§ **Aim of the exercise**
Rewrite all the entries below, changing every "Practice" to "Exercise" and leaving everything else as it is. Omit the pictures.

§ **Provided records**
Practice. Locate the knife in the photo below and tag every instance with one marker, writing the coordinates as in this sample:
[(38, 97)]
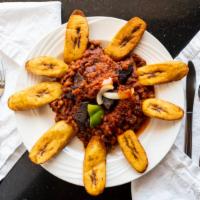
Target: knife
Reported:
[(190, 92)]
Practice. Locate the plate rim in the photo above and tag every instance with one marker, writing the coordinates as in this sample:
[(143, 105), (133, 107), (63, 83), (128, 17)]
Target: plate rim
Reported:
[(104, 17)]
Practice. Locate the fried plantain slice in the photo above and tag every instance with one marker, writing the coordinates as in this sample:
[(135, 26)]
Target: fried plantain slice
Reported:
[(94, 170), (126, 39), (47, 66), (161, 109), (162, 72), (35, 96), (51, 142), (76, 38), (133, 150)]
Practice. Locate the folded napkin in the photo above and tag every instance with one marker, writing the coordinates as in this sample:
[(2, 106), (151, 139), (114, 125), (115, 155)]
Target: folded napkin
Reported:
[(21, 26), (177, 177)]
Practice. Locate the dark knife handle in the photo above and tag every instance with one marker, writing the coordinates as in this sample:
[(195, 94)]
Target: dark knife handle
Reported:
[(188, 135)]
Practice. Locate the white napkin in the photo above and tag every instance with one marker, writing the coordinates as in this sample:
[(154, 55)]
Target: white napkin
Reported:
[(177, 177), (21, 26)]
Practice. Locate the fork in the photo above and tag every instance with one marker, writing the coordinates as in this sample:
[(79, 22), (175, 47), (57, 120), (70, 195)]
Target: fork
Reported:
[(2, 78)]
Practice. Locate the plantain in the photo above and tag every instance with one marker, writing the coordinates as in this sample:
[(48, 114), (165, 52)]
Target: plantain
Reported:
[(76, 38), (161, 109), (126, 39), (94, 174), (162, 72), (133, 150), (47, 66), (35, 96), (51, 142)]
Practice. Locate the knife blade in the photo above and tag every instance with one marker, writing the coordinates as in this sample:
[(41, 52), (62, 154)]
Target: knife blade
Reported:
[(190, 92)]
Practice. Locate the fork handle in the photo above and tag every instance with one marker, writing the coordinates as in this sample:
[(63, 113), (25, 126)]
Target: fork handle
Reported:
[(188, 134)]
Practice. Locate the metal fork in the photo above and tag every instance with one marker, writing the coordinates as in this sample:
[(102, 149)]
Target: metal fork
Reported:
[(2, 78)]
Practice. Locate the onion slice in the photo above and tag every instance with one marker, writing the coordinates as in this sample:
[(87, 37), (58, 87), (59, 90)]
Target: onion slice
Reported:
[(102, 91), (125, 94)]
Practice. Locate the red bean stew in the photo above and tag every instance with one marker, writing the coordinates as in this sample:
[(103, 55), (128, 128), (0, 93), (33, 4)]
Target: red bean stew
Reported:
[(81, 85)]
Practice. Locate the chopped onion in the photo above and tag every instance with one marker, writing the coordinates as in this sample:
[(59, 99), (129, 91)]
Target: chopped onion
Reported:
[(111, 95), (108, 81), (102, 91)]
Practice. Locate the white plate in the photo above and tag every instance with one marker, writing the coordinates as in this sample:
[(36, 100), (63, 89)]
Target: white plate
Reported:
[(157, 138)]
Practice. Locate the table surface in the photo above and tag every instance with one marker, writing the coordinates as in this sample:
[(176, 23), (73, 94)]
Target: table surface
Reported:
[(174, 23)]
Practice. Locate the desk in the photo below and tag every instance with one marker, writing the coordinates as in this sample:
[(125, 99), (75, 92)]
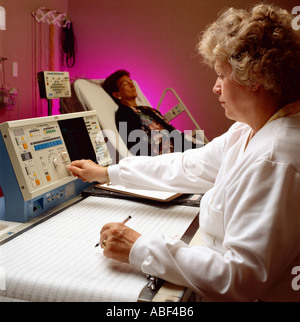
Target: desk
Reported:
[(54, 259)]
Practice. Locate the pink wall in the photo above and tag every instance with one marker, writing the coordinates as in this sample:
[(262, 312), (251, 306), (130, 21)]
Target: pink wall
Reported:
[(154, 39)]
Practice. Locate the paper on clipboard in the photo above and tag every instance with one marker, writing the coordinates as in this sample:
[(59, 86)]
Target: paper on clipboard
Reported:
[(162, 196)]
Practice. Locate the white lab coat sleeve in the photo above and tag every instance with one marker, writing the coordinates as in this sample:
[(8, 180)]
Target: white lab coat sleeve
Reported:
[(261, 241), (193, 171)]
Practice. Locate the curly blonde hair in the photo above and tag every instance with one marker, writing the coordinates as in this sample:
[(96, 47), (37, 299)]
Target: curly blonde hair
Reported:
[(261, 46)]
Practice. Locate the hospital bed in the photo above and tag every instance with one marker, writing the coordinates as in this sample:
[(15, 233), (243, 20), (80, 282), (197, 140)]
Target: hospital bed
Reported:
[(89, 95)]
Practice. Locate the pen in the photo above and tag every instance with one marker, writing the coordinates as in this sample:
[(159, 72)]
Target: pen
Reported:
[(123, 222)]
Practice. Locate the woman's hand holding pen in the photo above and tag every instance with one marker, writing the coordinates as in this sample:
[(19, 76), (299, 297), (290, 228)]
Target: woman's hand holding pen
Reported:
[(88, 171), (116, 239)]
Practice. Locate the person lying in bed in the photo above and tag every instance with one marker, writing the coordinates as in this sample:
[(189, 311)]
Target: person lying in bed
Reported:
[(143, 123)]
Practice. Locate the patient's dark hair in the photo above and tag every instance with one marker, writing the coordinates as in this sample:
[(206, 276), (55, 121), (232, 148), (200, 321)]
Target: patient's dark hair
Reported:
[(110, 83)]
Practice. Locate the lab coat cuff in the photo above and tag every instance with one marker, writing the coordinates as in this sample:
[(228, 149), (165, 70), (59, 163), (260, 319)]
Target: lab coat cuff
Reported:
[(139, 251), (114, 174)]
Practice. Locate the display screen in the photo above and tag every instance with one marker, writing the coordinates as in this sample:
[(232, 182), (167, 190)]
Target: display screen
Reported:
[(77, 139)]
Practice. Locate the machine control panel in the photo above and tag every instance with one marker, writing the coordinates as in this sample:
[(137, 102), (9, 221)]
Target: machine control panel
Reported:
[(41, 149)]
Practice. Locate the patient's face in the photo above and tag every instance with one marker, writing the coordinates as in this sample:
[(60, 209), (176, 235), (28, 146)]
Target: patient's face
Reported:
[(126, 87)]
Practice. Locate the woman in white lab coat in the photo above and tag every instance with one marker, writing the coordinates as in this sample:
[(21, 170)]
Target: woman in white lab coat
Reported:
[(250, 213)]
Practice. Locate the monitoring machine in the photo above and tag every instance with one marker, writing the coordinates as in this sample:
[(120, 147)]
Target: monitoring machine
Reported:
[(34, 155)]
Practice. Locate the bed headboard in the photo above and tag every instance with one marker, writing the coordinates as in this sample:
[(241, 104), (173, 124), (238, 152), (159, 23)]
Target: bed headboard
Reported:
[(90, 95)]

§ **Expected answer**
Exercise. Locate the knife in the photo below and tag every instance with one marker, writing the coordinates as in this sample:
[(38, 97)]
Target: knife
Reported:
[(190, 92)]
Exercise. Locate the plate rim in the photo above and tag every instance with one marker, writing the coordinates as in this sample:
[(143, 105), (133, 107), (63, 83), (128, 17)]
Target: plate rim
Reported:
[(104, 17)]
Exercise. Locate the fried plantain slice in the photo above and tag every instance with one marker, writing the coordinates as in this sample:
[(135, 26)]
Target: fried plantain slice
Reported:
[(94, 170), (126, 39), (47, 66), (161, 109), (162, 72), (35, 96), (51, 142), (76, 38), (133, 150)]
Exercise. Locate the folded napkin in the photo above and tag every instance with one marker, writing the coordinates as in this sample:
[(2, 106), (151, 139), (114, 125), (115, 155)]
Target: folded napkin
Reported:
[(21, 26), (177, 177)]
Exercise. Locate the dark knife handle in the photo above and tag every instance with one marker, writing the coordinates as in this sample:
[(195, 94)]
Target: dark knife handle
Reported:
[(188, 135)]
Exercise. Locate the white napkin in the photo above and tag every instance with one marker, writing the coordinates as in this sample:
[(154, 55)]
Target: white napkin
Reported:
[(177, 177), (21, 26)]
Exercise. Locate the fork in the photo above and tag every instance with one marker, writing the coordinates as in this sample:
[(79, 22), (175, 47), (57, 120), (70, 195)]
Target: fork
Reported:
[(2, 78)]
Exercise. Locate the plantain in the photo above and tag every instance with one marker, writing the coordinates as in this sample:
[(48, 114), (165, 52)]
Target: plantain
Reported:
[(76, 38), (161, 109), (126, 39), (94, 174), (162, 72), (133, 150), (47, 66), (35, 96), (51, 142)]
Exercise. Locate the knife blade in the photo above and tag every instance with one marker, writing the coordinates as in this sample:
[(41, 52), (62, 154)]
Target: knife blade
Reported:
[(190, 92)]
Exercise. Locate the fork handle in the photo above and tag every instance with one marker, writing the coordinates as in this sample:
[(63, 113), (25, 126)]
Target: fork handle
Reported:
[(188, 134)]
Exercise. Locate the metal fork in the photo above and tag every instance with one marker, writing the coordinates as in this sample:
[(102, 149)]
Target: metal fork
Reported:
[(2, 78)]
Exercise. Locate the onion slice in the photo above and tag every instance with one marker, writing the coordinates as in this sample:
[(87, 37), (58, 87), (59, 90)]
Target: onion slice
Reported:
[(102, 91), (125, 94)]
Exercise. Locate the red bean stew in the photo above and tag every instance with one marker, writing the coordinates as in this sample:
[(103, 55), (128, 128), (0, 93), (33, 4)]
Target: red bean stew
Reported:
[(81, 85)]
Exercise. Locate the chopped onion in the photo above and tag every instance with one marker, writing the coordinates as in this sample:
[(59, 99), (129, 91)]
Target: chopped onion
Reported:
[(111, 95), (108, 81), (102, 91)]
Exercise. Locate the white plate in the photo above and tag every instance with one marker, writing the coordinates as in this sample:
[(36, 100), (63, 89)]
Target: white plate
Reported:
[(157, 138)]
Exercise. Locate the table surface in the photo above and tag every instance with one marker, writing the coordinates as in this sample:
[(176, 23), (73, 94)]
Target: table surface
Reported:
[(174, 23)]
Exercise. Locate the desk in the photo below and tag every instance with one marker, writing the coordinates as in this sample:
[(125, 99), (75, 92)]
Target: desk
Reported:
[(54, 259)]
Exercise. Locate the pink wall in the photo above and tag every instance with one marker, writing the coordinates as in this sample:
[(262, 312), (251, 306), (130, 21)]
Target: pink wall
Reported:
[(154, 39)]
Exercise. Locate the paper on clipboard in the photo above and tag every instance with one marker, writing the coordinates as in this sample:
[(59, 86)]
Target: paper on clipboard
Reported:
[(162, 196)]
Exercise. Locate the white lab coat sleeve in the photo above and tag every instance with one marker, writing the coordinates as in this sample:
[(8, 180)]
Target: white lab coat sleeve
Reported:
[(261, 241), (193, 171)]
Exercise. Locate the curly blonde hair in the photo above and tag every instance with one marker, writing the coordinates as in this sample:
[(96, 47), (37, 299)]
Target: curly blonde hair
Reported:
[(261, 46)]
Exercise. Locate the hospital bed in the photo above and tag every instance with one marker, writing the coordinates as in this sample:
[(15, 233), (243, 20), (80, 282), (197, 140)]
Target: hospital bed
Reported:
[(89, 95)]
Exercise. Locate the pen in the photo above and tag every instance with one marker, writing the coordinates as in this sample:
[(159, 72)]
Target: pen
Reported:
[(123, 222)]
Exercise. Locate the woman's hand holding pen in the photo above and tag every instance with one marker, writing the coordinates as in this sample:
[(19, 76), (299, 297), (290, 228)]
Target: woman's hand holding pen
Reported:
[(88, 171), (116, 239)]
Exercise. Locate the person lying in bed in the photo above and tag every instance with one marker, writing the coordinates as in this sample:
[(189, 311)]
Target: person lying in bed
Reported:
[(143, 123)]
Exercise. Locate the patient's dark hair in the photo above and tag every instance with one marker, writing the coordinates as in this sample:
[(206, 276), (55, 121), (232, 148), (200, 321)]
Target: patient's dark hair
Reported:
[(110, 83)]
Exercise. Locate the lab coat cuff in the photo above and tag every instance with one marker, writing the coordinates as in this sample:
[(228, 149), (165, 70), (59, 163), (260, 319)]
Target: lab coat cuff
Reported:
[(139, 251), (114, 174)]
Exercise. Locate the display screen in the photo above and tag every instance with one marker, writing the coordinates as in this sample:
[(232, 182), (167, 190)]
Target: display screen
Reported:
[(77, 139)]
Exercise. Locate the machine control panel in the photo above and tag every instance with one marker, writing the coordinates as in this sample:
[(137, 102), (9, 221)]
Target: machine control panel
Reported:
[(41, 149)]
Exercise. Locate the patient's face in the photo above and tag every instance with one marker, writing the coordinates as in this sample:
[(60, 209), (176, 235), (28, 146)]
Target: patient's face
Reported:
[(126, 87)]
Exercise. Locate the woman in white lab coat in the photo above and tag every instance with one marker, writing the coordinates as in this sample:
[(21, 170)]
Target: woman in white lab coat
Reported:
[(250, 213)]
Exercise. Locate the monitoring machine in the photo above and tag every instance with one marker, writing the coordinates as in this sample:
[(120, 147)]
Target: monitoring machine
Reported:
[(34, 155)]
Exercise. Locate the bed headboard in the photo above and tag every instance with one marker, writing the coordinates as in this sample:
[(241, 104), (173, 124), (238, 152), (159, 23)]
Target: bed headboard
Reported:
[(90, 95)]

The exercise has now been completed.